Switch each "Outline" in the entries below to "Trace" and give the entries again with nothing else changed, leaving the pictures out.

--- Begin ---

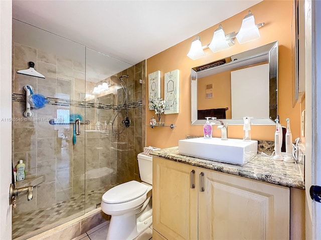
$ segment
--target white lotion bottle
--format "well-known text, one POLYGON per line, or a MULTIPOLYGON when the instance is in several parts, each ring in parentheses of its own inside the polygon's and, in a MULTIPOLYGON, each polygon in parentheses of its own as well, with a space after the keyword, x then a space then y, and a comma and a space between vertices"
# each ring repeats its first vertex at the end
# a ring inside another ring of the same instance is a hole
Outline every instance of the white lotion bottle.
POLYGON ((26 165, 23 162, 22 160, 19 160, 19 163, 17 164, 17 180, 22 181, 25 180, 26 177, 26 172, 25 168, 26 165))
POLYGON ((276 161, 283 160, 283 158, 281 154, 281 148, 282 147, 282 132, 280 132, 279 128, 279 120, 276 119, 276 128, 275 129, 275 134, 274 134, 274 150, 275 151, 275 155, 273 157, 273 160, 276 161), (281 136, 280 136, 281 135, 281 136))
POLYGON ((285 154, 283 160, 286 162, 293 163, 294 159, 292 156, 293 146, 292 145, 292 132, 291 132, 290 128, 290 119, 286 118, 285 120, 287 122, 286 134, 285 134, 285 150, 287 154, 285 154))
POLYGON ((206 118, 206 122, 203 128, 204 132, 204 138, 211 138, 212 128, 212 124, 210 123, 210 121, 209 121, 209 119, 210 118, 207 116, 205 118, 206 118))
POLYGON ((251 118, 249 116, 244 116, 243 118, 244 124, 243 126, 243 140, 251 140, 251 118))

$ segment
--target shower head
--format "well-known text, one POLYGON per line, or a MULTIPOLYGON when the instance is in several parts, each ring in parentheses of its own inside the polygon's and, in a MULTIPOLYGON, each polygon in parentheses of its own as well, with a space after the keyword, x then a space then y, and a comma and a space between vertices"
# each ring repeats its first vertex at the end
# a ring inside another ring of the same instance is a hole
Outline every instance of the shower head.
POLYGON ((128 76, 128 76, 128 75, 122 75, 121 76, 120 76, 119 77, 119 79, 120 79, 120 80, 122 80, 122 78, 124 78, 124 77, 126 77, 126 78, 128 78, 128 76))
POLYGON ((37 78, 45 78, 46 77, 42 74, 40 74, 37 72, 34 68, 35 66, 35 63, 33 62, 28 62, 29 65, 29 68, 24 70, 19 70, 17 72, 18 74, 24 74, 25 75, 29 75, 29 76, 36 76, 37 78))

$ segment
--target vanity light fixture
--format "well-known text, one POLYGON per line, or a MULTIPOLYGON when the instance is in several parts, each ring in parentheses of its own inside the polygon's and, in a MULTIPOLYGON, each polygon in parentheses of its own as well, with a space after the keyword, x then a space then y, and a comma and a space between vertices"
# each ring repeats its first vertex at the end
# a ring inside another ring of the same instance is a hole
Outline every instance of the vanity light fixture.
POLYGON ((106 82, 106 80, 103 80, 103 81, 99 82, 100 84, 94 88, 94 89, 92 90, 93 94, 100 94, 109 89, 109 86, 110 84, 106 82))
POLYGON ((235 36, 240 44, 260 38, 258 27, 255 24, 254 16, 253 16, 251 11, 249 10, 248 14, 243 18, 241 29, 235 36))
POLYGON ((238 32, 233 32, 226 35, 222 24, 220 24, 219 27, 214 31, 212 42, 209 44, 202 46, 200 36, 197 35, 196 39, 193 40, 192 42, 187 56, 193 60, 196 60, 205 56, 204 50, 208 48, 213 52, 216 52, 233 45, 235 43, 235 38, 240 44, 258 38, 260 38, 258 28, 264 26, 265 24, 264 22, 261 22, 255 24, 254 16, 251 11, 249 10, 248 14, 243 20, 241 28, 238 32))
POLYGON ((202 46, 201 38, 198 35, 196 36, 196 38, 192 42, 191 49, 190 49, 189 53, 187 54, 187 56, 193 60, 205 56, 205 53, 203 46, 202 46))
MULTIPOLYGON (((232 39, 234 42, 234 39, 232 39)), ((219 27, 214 31, 213 39, 209 45, 209 48, 213 52, 216 52, 229 47, 230 46, 225 37, 225 32, 223 30, 222 24, 220 24, 219 25, 219 27)))

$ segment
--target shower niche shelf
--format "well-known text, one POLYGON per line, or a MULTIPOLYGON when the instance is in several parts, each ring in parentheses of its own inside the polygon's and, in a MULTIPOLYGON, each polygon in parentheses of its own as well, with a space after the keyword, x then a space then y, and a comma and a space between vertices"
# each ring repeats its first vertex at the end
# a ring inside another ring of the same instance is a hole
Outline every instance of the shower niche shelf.
POLYGON ((171 125, 155 125, 155 126, 152 126, 152 125, 146 125, 146 126, 150 126, 150 128, 159 128, 159 127, 164 127, 164 126, 169 126, 170 128, 171 128, 172 129, 174 129, 174 128, 176 126, 176 125, 174 125, 174 124, 171 124, 171 125))

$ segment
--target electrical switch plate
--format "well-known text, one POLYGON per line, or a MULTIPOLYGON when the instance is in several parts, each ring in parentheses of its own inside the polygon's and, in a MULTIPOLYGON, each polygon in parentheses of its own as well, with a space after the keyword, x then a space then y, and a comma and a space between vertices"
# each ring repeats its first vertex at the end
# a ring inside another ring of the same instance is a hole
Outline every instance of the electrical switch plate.
POLYGON ((305 126, 305 110, 302 111, 301 114, 301 135, 304 136, 305 126))

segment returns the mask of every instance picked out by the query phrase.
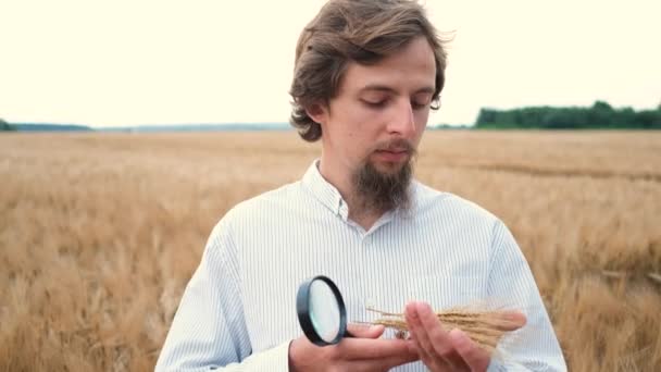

--- End ---

■ THE COMPLETED TASK:
$ segment
--target white lotion bottle
--format "well-known text, one POLYGON per line, or a MULTIPOLYGON when the instance is in several parts, each ring in parentheses of its own inside the polygon's and, in a MULTIPOLYGON, each polygon in parentheses of its own as well, with a space after the keyword, x then a space then y, and a comma and a space between vertices"
# each ring repeats its first vertex at the end
# a ring inside another ring of the same instance is a hole
Trace every instance of the white lotion bottle.
POLYGON ((26 165, 23 162, 22 160, 19 160, 19 163, 17 164, 17 180, 22 181, 25 180, 26 177, 26 172, 25 168, 26 165))
POLYGON ((276 161, 283 160, 283 158, 281 154, 281 148, 282 147, 282 132, 280 132, 279 128, 279 120, 276 119, 276 128, 275 129, 275 134, 274 134, 274 150, 275 151, 275 155, 273 157, 273 160, 276 161), (281 136, 280 136, 281 135, 281 136))
POLYGON ((285 154, 283 160, 286 162, 293 163, 294 159, 292 156, 293 146, 292 145, 292 132, 291 132, 290 128, 290 119, 286 118, 285 120, 287 122, 286 134, 285 134, 285 150, 287 154, 285 154))
POLYGON ((206 118, 206 122, 203 128, 204 132, 204 138, 211 138, 212 128, 212 124, 210 123, 210 121, 209 121, 209 119, 210 118, 207 116, 205 118, 206 118))
POLYGON ((251 118, 249 116, 244 116, 243 118, 244 124, 243 126, 243 140, 251 140, 251 118))

$ segment
--target shower head
--format "well-known text, one POLYGON per line, or a MULTIPOLYGON when the instance is in several parts, each ring in parentheses of its own inside the polygon's and, in a MULTIPOLYGON, each polygon in parentheses of its own as well, with a space after the keyword, x then a space then y, and a comma and a space between vertices"
# each ring repeats its first vertex at the end
# a ring inside another ring of the same instance is a hole
Trace every instance of the shower head.
POLYGON ((128 76, 128 76, 128 75, 122 75, 121 76, 120 76, 119 77, 119 79, 120 79, 120 80, 122 80, 122 78, 124 78, 124 77, 126 77, 126 78, 128 78, 128 76))
POLYGON ((37 78, 45 78, 46 77, 42 74, 40 74, 37 72, 34 68, 35 66, 35 63, 33 62, 28 62, 29 65, 29 68, 24 70, 19 70, 17 72, 18 74, 24 74, 25 75, 29 75, 29 76, 36 76, 37 78))

$ segment
--target vanity light fixture
--format "well-known text, one POLYGON per line, or a MULTIPOLYGON when the instance is in several parts, each ring in parentheses of its own inside the polygon's and, in a MULTIPOLYGON, each polygon in parentheses of its own as well, with a space after the keyword, x then a space then y, and a comma and a space between vertices"
# each ring repeats its first vertex at the end
# a ring inside another ring of the same instance is a hole
Trace every instance of the vanity light fixture.
POLYGON ((106 82, 106 80, 103 80, 103 81, 99 82, 100 84, 94 88, 94 89, 92 90, 93 94, 100 94, 109 89, 109 86, 110 84, 106 82))
POLYGON ((235 36, 240 44, 260 38, 258 27, 255 24, 254 16, 253 16, 251 11, 249 10, 248 14, 243 18, 241 29, 235 36))
POLYGON ((238 32, 233 32, 226 35, 222 24, 220 24, 219 27, 214 31, 212 42, 209 44, 202 46, 200 36, 197 35, 196 39, 193 40, 192 42, 187 56, 193 60, 196 60, 205 56, 204 50, 208 48, 213 52, 216 52, 233 45, 235 43, 235 38, 240 44, 258 38, 260 38, 258 28, 264 26, 265 24, 264 22, 261 22, 255 24, 254 16, 251 11, 249 10, 248 14, 243 20, 241 28, 238 32))
POLYGON ((202 46, 201 38, 198 35, 196 36, 196 38, 192 42, 191 49, 190 49, 189 53, 187 54, 187 56, 193 60, 205 56, 205 53, 203 46, 202 46))
MULTIPOLYGON (((232 39, 234 42, 234 39, 232 39)), ((219 27, 214 31, 213 39, 209 45, 209 48, 213 52, 216 52, 229 47, 230 46, 225 37, 225 32, 223 30, 222 24, 220 24, 219 25, 219 27)))

$ segment
--target shower niche shelf
--format "well-known text, one POLYGON per line, or a MULTIPOLYGON when the instance is in several parts, each ring in parentheses of its own inside the polygon's and, in a MULTIPOLYGON, each polygon in parentheses of its own as well, with a space after the keyword, x then a space then y, and a comma and a space between vertices"
# each ring repeats its first vertex at the end
# a ring inside another ring of the same instance is a hole
Trace every instance of the shower niche shelf.
POLYGON ((171 125, 155 125, 155 126, 152 126, 152 125, 146 125, 146 126, 150 126, 150 128, 159 128, 159 127, 164 127, 164 126, 169 126, 170 128, 171 128, 172 129, 174 129, 174 128, 176 126, 176 125, 174 125, 174 124, 171 124, 171 125))

$ segment
--target electrical switch plate
--format "well-known text, one POLYGON per line, or a MULTIPOLYGON when the instance is in several parts, each ring in parentheses of its own inside the polygon's and, in a MULTIPOLYGON, each polygon in parentheses of its own as well, with a space after the keyword, x then a space then y, and a comma and a space between vertices"
# each ring repeats its first vertex at the end
# a ring inside another ring of the same instance is a hole
Trace every instance of the electrical switch plate.
POLYGON ((305 126, 305 110, 302 111, 301 114, 301 135, 304 136, 305 126))

segment returns the mask of every instance picked out by the query phrase.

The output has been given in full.